Your goal: Translate this sentence from the article on North Dakota State's semifinal win into Spanish: "Anderson racked up 237 yards from scrimmage on 19 touches, including a career-high 183 rushing yards to go over 1,000 for the season."

___ Selected passage

(STATS) – North Dakota State’s loss in the FCS semifinals last season was often described as the end of the dynasty, but Bruce Anderson and the Bison are trying to show the assessment was premature.
While the Bison’s five-year reign as national champions was stopped, it may wind up being a bump in the road of an extended run of titles. At least Friday night’s 55-13 pounding of Sam Houston State in a playoff semifinal at the Fargodome – fueled by Anderson’s five touchdowns – suggested it.
The No. 2-seeded Bison (13-1) certainly know the Road to Frisco, because they’re headed back to the Dallas suburb with the chance to tie Georgia Southern’s all-time record of six FCS titles. On Jan. 6 at Toyota Stadium, they’ll face Saturday’s semifinal winner between No. 5 seed South Dakota State (11-2) and top-seeded James Madison (13-0), which stopped the Bison in last year’s semifinals on the way to winning the national championship.
“I’m just excited that we’re going back to Frisco,” fourth-year coach Chris Klieman said. “It’s doesn’t matter who we play.”
Bruce was on the loose against Sam Houston (12-2). Anderson racked up 237 yards from scrimmage on 19 touches, including a career-high 183 rushing yards to go over 1,000 for the season. Four of his touchdowns came in the first half as North Dakota State built an insurmountable 41-3 lead.

______
___ Data provided

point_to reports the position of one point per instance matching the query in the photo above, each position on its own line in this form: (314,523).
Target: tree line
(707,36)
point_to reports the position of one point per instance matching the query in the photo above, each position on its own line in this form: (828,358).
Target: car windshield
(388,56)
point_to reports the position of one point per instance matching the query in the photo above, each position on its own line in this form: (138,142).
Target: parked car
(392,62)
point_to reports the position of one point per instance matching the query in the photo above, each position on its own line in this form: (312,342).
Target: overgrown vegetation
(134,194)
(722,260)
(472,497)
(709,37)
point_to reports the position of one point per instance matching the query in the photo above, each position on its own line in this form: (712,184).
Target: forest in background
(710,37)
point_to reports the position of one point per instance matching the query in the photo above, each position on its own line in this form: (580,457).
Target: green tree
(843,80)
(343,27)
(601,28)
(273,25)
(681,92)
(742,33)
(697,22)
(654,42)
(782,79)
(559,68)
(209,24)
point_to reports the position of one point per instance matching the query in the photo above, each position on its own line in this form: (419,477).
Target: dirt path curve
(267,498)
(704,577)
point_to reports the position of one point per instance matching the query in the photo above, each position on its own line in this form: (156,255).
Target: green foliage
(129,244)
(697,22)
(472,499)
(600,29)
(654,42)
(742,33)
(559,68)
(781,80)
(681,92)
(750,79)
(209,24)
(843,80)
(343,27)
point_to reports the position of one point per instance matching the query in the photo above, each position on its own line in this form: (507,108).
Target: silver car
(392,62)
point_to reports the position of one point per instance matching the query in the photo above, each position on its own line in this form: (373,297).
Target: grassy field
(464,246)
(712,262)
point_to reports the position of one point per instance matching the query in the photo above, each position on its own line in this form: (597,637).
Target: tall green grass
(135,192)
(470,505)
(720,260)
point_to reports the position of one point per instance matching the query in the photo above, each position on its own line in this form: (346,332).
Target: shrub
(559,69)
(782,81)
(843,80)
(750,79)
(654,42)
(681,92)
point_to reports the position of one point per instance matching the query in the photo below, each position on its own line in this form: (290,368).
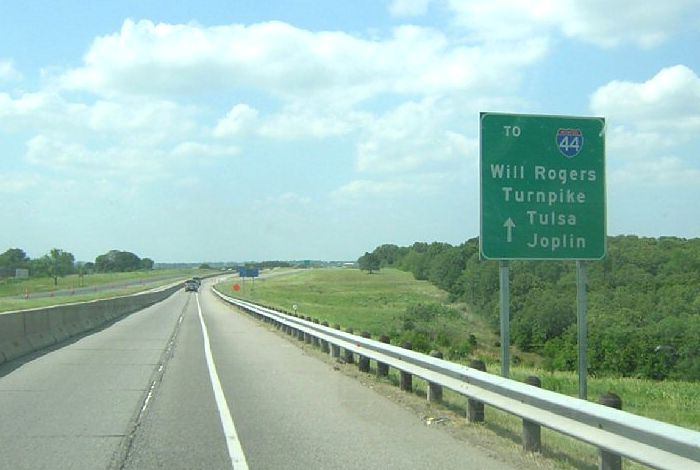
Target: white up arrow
(509,224)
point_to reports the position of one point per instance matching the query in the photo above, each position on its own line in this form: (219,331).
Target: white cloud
(284,61)
(363,188)
(668,101)
(413,136)
(8,72)
(145,120)
(668,171)
(199,150)
(15,182)
(135,164)
(409,7)
(593,21)
(298,121)
(239,119)
(654,127)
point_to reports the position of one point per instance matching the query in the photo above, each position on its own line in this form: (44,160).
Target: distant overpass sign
(248,272)
(542,187)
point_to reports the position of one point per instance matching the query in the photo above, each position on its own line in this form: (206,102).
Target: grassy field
(103,285)
(376,303)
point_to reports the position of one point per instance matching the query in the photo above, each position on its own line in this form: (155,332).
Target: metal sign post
(582,323)
(504,283)
(543,198)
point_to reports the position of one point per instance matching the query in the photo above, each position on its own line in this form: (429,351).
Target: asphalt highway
(191,383)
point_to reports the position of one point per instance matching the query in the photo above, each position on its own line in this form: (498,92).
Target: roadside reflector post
(608,460)
(363,361)
(335,349)
(532,440)
(314,339)
(382,368)
(475,408)
(349,358)
(324,344)
(435,390)
(307,336)
(406,379)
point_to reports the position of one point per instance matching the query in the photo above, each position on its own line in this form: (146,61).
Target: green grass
(376,302)
(12,291)
(348,297)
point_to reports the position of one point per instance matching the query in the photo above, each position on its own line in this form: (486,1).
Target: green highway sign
(542,187)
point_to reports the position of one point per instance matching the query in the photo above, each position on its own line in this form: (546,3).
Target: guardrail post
(531,431)
(406,379)
(349,358)
(383,369)
(314,339)
(307,336)
(475,408)
(362,361)
(335,349)
(324,343)
(608,460)
(435,390)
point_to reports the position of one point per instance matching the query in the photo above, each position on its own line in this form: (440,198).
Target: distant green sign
(542,187)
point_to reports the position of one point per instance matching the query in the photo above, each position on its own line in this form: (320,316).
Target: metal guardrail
(644,440)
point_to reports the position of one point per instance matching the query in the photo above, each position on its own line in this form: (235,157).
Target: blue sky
(257,130)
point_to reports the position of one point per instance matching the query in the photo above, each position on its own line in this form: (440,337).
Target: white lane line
(235,450)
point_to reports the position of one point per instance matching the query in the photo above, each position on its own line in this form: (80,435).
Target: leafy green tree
(59,263)
(369,262)
(11,260)
(119,261)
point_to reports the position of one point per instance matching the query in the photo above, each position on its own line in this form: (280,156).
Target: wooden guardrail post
(382,368)
(335,349)
(324,344)
(406,379)
(363,361)
(608,460)
(349,358)
(532,441)
(435,390)
(475,408)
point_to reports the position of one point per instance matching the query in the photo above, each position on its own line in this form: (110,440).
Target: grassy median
(380,304)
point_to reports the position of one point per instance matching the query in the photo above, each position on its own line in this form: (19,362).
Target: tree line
(58,263)
(643,302)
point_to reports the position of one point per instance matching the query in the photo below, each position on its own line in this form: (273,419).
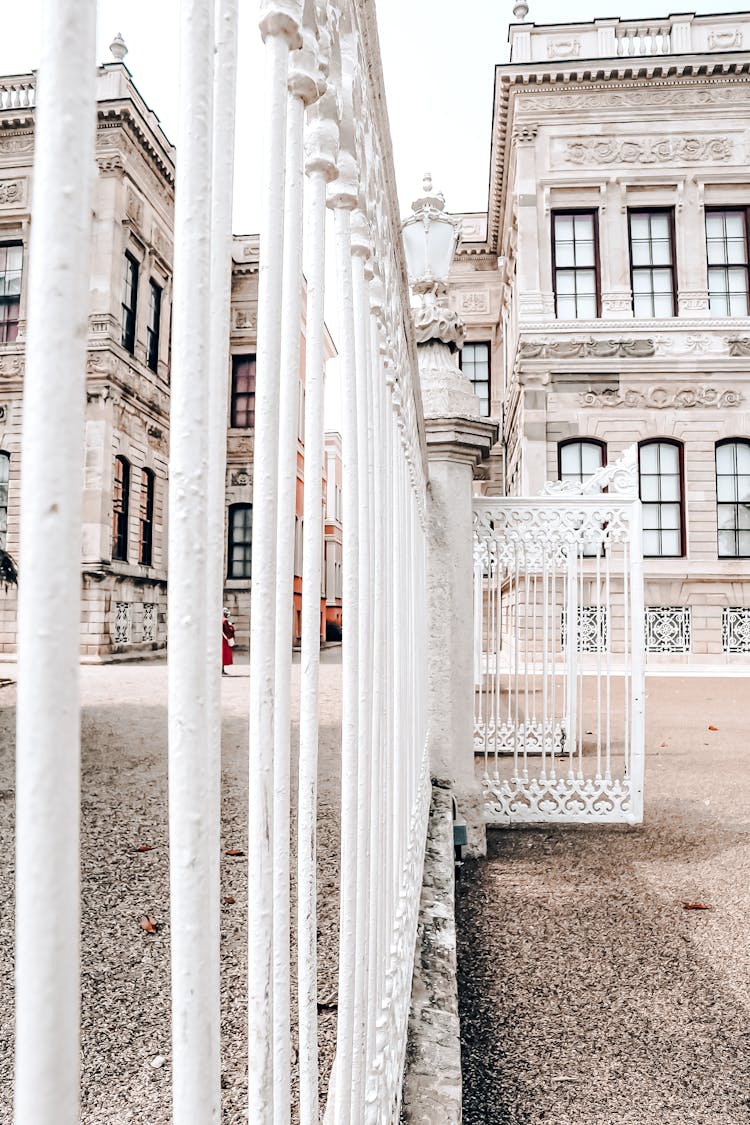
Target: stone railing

______

Response area: Anderson acumuló 237 yardas desde la línea de golpeo en 19 toques, incluidas 183 yardas por tierra, la mejor marca de su carrera, con lo que superó las 1.000 en la temporada.